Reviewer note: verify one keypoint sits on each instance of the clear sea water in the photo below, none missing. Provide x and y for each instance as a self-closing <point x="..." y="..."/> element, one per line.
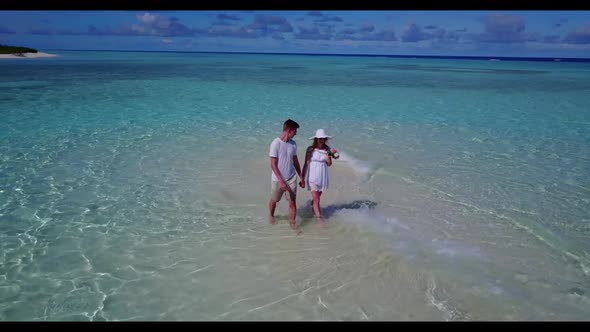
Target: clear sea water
<point x="135" y="186"/>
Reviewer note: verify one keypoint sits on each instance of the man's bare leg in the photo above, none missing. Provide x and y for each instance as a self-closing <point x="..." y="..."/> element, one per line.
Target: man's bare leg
<point x="292" y="214"/>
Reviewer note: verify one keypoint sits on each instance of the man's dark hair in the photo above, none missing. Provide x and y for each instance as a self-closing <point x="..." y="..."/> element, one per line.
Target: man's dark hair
<point x="290" y="124"/>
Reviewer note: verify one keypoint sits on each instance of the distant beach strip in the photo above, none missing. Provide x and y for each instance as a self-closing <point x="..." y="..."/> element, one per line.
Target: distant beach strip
<point x="27" y="55"/>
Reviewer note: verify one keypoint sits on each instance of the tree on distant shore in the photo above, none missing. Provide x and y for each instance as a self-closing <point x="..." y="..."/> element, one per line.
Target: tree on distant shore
<point x="6" y="49"/>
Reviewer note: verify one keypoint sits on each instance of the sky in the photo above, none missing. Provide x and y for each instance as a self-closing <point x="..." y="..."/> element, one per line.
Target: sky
<point x="537" y="33"/>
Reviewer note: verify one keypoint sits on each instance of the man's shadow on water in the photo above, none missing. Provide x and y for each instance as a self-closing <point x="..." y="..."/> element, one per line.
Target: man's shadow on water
<point x="306" y="211"/>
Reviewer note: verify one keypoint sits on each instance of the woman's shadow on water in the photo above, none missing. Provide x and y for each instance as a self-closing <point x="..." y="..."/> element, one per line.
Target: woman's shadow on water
<point x="306" y="211"/>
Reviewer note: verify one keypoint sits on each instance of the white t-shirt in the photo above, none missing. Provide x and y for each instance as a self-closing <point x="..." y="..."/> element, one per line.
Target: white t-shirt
<point x="284" y="151"/>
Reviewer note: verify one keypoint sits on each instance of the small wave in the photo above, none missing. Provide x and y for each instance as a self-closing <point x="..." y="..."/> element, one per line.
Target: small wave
<point x="362" y="168"/>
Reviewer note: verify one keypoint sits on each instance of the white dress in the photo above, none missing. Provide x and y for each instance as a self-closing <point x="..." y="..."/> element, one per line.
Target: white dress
<point x="317" y="175"/>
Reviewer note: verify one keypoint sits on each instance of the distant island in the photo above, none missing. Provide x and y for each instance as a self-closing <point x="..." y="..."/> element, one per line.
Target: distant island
<point x="12" y="52"/>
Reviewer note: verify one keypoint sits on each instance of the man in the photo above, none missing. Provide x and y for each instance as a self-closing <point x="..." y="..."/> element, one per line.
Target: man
<point x="285" y="168"/>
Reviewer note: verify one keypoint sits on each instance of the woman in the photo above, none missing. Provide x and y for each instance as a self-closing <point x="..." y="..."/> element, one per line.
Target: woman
<point x="315" y="169"/>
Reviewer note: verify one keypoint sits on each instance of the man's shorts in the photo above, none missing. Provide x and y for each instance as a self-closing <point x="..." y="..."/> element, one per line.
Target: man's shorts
<point x="276" y="193"/>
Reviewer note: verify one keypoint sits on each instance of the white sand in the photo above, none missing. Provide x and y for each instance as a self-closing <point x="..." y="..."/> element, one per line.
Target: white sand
<point x="27" y="55"/>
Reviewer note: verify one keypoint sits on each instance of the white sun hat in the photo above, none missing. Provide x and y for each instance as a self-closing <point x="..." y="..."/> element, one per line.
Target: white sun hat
<point x="320" y="133"/>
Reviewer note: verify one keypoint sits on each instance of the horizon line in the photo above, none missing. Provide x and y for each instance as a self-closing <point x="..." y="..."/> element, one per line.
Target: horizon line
<point x="475" y="57"/>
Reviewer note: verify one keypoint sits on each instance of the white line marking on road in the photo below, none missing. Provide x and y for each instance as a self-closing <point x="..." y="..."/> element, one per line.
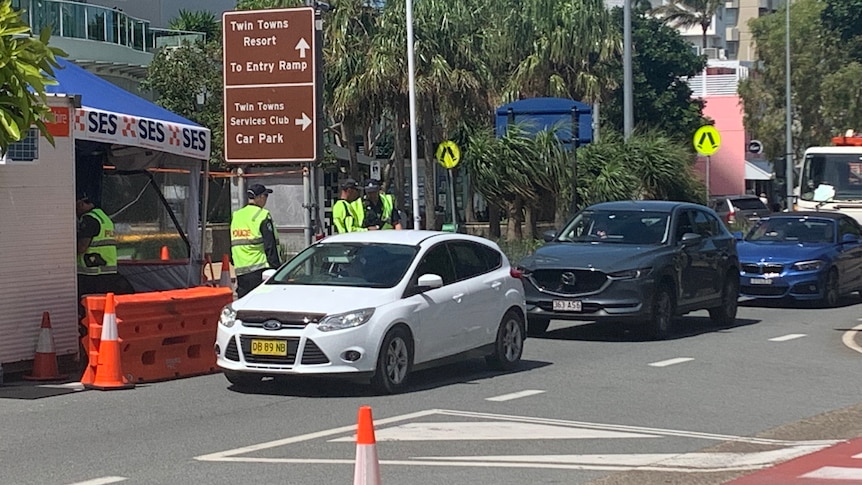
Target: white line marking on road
<point x="849" y="338"/>
<point x="514" y="395"/>
<point x="665" y="363"/>
<point x="101" y="481"/>
<point x="491" y="431"/>
<point x="835" y="473"/>
<point x="785" y="338"/>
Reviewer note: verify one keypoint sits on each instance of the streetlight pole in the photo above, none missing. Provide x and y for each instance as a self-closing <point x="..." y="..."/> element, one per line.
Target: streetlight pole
<point x="414" y="144"/>
<point x="628" y="112"/>
<point x="788" y="116"/>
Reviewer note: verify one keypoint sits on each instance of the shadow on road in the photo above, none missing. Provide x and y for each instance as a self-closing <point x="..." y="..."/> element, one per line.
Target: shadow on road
<point x="791" y="304"/>
<point x="462" y="372"/>
<point x="683" y="327"/>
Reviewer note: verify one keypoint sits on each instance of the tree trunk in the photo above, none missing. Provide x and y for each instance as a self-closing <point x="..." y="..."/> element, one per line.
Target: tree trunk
<point x="531" y="221"/>
<point x="493" y="221"/>
<point x="428" y="136"/>
<point x="347" y="136"/>
<point x="469" y="208"/>
<point x="516" y="217"/>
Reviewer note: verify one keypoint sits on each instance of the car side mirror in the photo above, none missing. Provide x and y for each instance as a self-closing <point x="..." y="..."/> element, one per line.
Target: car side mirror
<point x="430" y="281"/>
<point x="849" y="238"/>
<point x="690" y="239"/>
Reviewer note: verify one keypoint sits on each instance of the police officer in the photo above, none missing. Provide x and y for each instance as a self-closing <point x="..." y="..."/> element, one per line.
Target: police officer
<point x="345" y="216"/>
<point x="379" y="211"/>
<point x="97" y="251"/>
<point x="253" y="240"/>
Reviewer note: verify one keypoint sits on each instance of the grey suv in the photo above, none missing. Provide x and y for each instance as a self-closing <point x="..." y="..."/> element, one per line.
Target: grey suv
<point x="641" y="261"/>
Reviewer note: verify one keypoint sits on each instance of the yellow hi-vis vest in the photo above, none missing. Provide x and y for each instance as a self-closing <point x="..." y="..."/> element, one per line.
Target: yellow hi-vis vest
<point x="246" y="240"/>
<point x="388" y="202"/>
<point x="101" y="255"/>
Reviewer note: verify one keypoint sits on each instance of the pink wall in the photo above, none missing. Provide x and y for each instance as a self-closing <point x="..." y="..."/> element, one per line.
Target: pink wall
<point x="727" y="165"/>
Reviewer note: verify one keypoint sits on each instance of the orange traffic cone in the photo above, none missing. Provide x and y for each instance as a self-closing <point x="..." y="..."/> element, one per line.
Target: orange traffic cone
<point x="109" y="373"/>
<point x="224" y="280"/>
<point x="367" y="469"/>
<point x="45" y="361"/>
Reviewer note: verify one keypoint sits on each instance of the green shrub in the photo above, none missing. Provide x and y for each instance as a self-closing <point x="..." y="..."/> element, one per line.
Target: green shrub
<point x="517" y="250"/>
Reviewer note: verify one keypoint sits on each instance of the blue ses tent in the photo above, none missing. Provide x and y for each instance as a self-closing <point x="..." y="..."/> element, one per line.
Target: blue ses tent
<point x="132" y="156"/>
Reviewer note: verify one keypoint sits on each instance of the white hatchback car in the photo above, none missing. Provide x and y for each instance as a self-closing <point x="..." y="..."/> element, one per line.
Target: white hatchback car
<point x="379" y="303"/>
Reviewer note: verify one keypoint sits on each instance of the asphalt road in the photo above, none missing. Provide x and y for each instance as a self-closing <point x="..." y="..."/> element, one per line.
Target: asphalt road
<point x="591" y="405"/>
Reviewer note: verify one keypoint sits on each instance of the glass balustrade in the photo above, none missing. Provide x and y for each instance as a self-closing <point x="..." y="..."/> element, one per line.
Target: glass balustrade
<point x="76" y="20"/>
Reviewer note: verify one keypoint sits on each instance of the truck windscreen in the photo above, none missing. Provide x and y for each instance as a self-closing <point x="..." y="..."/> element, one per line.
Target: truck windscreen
<point x="841" y="171"/>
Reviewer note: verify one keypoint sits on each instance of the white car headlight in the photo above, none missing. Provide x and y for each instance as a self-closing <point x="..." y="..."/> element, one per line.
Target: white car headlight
<point x="809" y="265"/>
<point x="630" y="274"/>
<point x="227" y="317"/>
<point x="341" y="321"/>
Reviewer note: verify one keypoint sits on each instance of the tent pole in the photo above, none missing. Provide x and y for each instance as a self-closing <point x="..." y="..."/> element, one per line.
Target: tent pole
<point x="205" y="199"/>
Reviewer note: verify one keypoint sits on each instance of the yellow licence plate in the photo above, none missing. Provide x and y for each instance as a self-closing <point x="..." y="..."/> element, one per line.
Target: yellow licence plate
<point x="269" y="347"/>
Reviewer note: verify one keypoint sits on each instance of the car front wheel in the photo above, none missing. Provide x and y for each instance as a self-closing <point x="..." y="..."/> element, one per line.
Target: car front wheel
<point x="726" y="313"/>
<point x="509" y="344"/>
<point x="831" y="293"/>
<point x="393" y="362"/>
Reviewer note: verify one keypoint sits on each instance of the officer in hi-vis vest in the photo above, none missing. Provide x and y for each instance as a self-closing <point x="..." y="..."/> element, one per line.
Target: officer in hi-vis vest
<point x="378" y="210"/>
<point x="97" y="251"/>
<point x="253" y="241"/>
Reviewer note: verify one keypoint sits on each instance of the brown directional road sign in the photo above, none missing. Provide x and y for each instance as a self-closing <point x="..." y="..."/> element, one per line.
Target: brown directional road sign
<point x="270" y="86"/>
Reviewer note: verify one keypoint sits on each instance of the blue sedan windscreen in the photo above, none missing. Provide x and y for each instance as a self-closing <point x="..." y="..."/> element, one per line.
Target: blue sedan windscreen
<point x="793" y="230"/>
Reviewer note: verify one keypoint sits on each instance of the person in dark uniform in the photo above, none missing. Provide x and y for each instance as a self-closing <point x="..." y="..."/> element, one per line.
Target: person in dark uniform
<point x="379" y="211"/>
<point x="253" y="240"/>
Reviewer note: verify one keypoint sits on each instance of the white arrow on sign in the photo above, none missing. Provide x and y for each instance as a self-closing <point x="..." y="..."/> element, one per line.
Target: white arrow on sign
<point x="302" y="46"/>
<point x="305" y="121"/>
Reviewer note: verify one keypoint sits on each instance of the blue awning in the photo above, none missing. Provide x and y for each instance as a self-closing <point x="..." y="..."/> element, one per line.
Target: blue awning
<point x="111" y="114"/>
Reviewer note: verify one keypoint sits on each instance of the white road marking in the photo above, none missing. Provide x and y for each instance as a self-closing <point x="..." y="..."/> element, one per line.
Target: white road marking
<point x="514" y="395"/>
<point x="678" y="462"/>
<point x="101" y="481"/>
<point x="835" y="473"/>
<point x="785" y="338"/>
<point x="665" y="363"/>
<point x="849" y="338"/>
<point x="491" y="431"/>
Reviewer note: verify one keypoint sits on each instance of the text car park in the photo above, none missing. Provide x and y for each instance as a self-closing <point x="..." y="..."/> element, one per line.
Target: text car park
<point x="376" y="303"/>
<point x="802" y="255"/>
<point x="644" y="261"/>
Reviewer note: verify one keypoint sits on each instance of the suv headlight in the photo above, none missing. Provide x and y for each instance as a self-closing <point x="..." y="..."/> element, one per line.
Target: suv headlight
<point x="227" y="317"/>
<point x="809" y="265"/>
<point x="341" y="321"/>
<point x="630" y="274"/>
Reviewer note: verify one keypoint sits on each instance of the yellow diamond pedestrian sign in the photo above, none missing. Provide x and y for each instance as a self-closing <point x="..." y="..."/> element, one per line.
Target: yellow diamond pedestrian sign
<point x="448" y="154"/>
<point x="706" y="140"/>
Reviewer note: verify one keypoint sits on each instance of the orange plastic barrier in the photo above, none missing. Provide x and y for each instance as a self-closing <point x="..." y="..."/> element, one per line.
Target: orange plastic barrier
<point x="163" y="334"/>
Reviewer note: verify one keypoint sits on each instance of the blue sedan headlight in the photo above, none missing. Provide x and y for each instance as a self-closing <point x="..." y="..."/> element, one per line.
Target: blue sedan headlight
<point x="813" y="265"/>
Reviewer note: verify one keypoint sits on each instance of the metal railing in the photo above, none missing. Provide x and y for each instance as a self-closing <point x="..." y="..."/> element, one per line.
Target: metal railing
<point x="75" y="20"/>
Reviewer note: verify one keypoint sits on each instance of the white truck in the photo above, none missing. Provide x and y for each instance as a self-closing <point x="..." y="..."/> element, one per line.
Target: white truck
<point x="830" y="177"/>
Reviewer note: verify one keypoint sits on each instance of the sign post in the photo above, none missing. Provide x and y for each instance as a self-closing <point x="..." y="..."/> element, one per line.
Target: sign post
<point x="706" y="141"/>
<point x="270" y="86"/>
<point x="448" y="154"/>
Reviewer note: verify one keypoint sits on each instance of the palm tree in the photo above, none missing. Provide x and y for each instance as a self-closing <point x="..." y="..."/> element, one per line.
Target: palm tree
<point x="198" y="21"/>
<point x="690" y="13"/>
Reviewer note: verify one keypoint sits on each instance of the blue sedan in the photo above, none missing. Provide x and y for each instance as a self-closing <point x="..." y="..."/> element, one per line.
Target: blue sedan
<point x="801" y="255"/>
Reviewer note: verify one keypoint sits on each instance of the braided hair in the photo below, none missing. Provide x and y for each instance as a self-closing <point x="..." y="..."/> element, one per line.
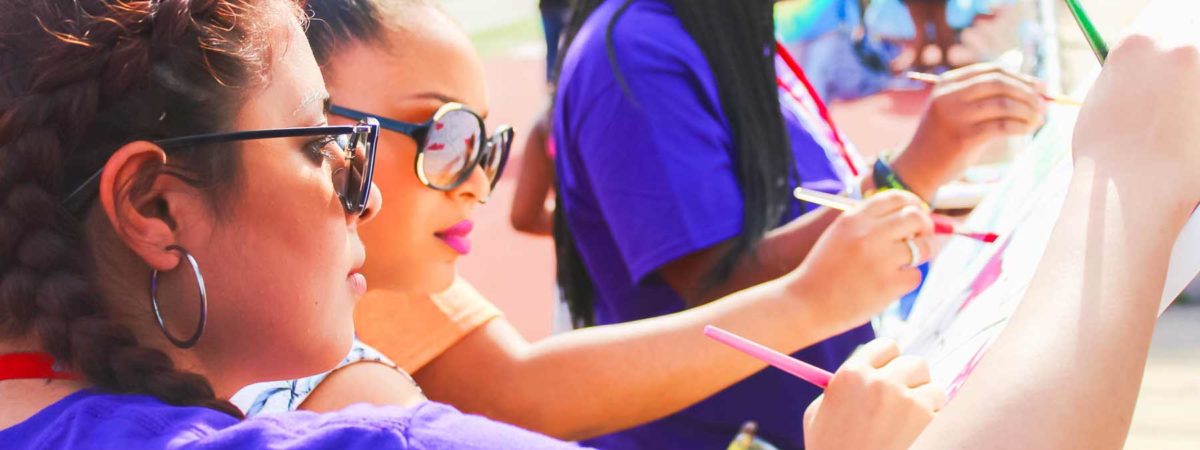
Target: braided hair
<point x="737" y="39"/>
<point x="79" y="78"/>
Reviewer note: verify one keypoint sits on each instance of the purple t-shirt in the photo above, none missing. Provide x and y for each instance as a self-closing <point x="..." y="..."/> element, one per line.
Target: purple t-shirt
<point x="648" y="177"/>
<point x="91" y="420"/>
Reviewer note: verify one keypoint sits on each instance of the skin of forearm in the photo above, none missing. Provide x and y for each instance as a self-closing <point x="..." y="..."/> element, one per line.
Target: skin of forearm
<point x="779" y="252"/>
<point x="1066" y="372"/>
<point x="601" y="379"/>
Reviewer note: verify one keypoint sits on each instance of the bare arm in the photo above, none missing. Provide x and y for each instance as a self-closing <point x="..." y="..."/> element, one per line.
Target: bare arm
<point x="535" y="184"/>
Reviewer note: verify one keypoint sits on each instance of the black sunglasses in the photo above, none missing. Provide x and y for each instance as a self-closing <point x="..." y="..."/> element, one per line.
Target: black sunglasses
<point x="352" y="144"/>
<point x="449" y="145"/>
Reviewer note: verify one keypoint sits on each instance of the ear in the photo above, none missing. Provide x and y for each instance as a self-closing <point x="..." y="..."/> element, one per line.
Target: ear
<point x="143" y="203"/>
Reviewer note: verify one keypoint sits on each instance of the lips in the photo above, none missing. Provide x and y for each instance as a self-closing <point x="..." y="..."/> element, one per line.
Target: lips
<point x="456" y="237"/>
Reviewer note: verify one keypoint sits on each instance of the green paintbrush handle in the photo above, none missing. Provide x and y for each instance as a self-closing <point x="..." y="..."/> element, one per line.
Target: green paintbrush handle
<point x="1090" y="31"/>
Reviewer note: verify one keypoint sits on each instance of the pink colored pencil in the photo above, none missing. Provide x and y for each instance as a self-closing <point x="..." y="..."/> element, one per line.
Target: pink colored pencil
<point x="802" y="370"/>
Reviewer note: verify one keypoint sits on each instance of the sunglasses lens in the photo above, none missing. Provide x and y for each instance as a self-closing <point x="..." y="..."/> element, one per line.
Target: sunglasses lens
<point x="352" y="179"/>
<point x="497" y="154"/>
<point x="451" y="148"/>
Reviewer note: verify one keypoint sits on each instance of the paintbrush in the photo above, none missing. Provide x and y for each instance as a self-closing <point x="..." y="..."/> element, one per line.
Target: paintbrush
<point x="1056" y="99"/>
<point x="1093" y="36"/>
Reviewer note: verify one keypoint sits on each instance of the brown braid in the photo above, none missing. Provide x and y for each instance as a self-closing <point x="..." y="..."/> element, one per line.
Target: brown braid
<point x="78" y="78"/>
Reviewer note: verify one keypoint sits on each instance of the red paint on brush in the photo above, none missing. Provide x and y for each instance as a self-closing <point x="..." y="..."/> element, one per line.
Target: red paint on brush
<point x="945" y="226"/>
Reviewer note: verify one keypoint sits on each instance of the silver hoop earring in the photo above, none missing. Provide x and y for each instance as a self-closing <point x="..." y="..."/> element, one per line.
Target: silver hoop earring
<point x="204" y="303"/>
=-=-=-=-=
**Exercise objective**
Write out the lines above, starting at the line that contains "of the sunglasses" and ending with the final line, and nothing else; copy them exactly.

**Expected answer**
Reviewer note: verify one keypoint sits on each instance of the sunglasses lens in the photo above, none missing. Provide x and y for each instance as a self-closing <point x="..." y="..."/> element, one per line.
Target: sunglasses lens
<point x="352" y="179"/>
<point x="497" y="154"/>
<point x="451" y="148"/>
Reviewer note: verify one keypoint sits on each instance of the paintbrush in the photo above, none missing. Provide x and y for each instance as a self-closing <point x="..." y="..."/> element, one per line.
Target: paintbrush
<point x="1056" y="99"/>
<point x="1093" y="36"/>
Reviewer note: verify one keypoint sits on each instance of the brown braid in the photo above, none missing. Provide x and y for each instance as a self-closing <point x="..." y="..."/> element, one per line.
Target: brown braid
<point x="78" y="78"/>
Reviewer note: verify one keypoint sits on each instance of the red paint on brush in the photo above, none missing. Provide x and y for each instance as a self-closing <point x="..." y="..."/> element, one per line.
Target: red paint on brush
<point x="945" y="226"/>
Reviewer note: verify one keypoint sits on each instance of the silver hoop earring in the photo above, none missing. Provide x and y for each instance as a self-closing <point x="..." y="..."/> element, one per line.
Target: silver hoop earring
<point x="204" y="303"/>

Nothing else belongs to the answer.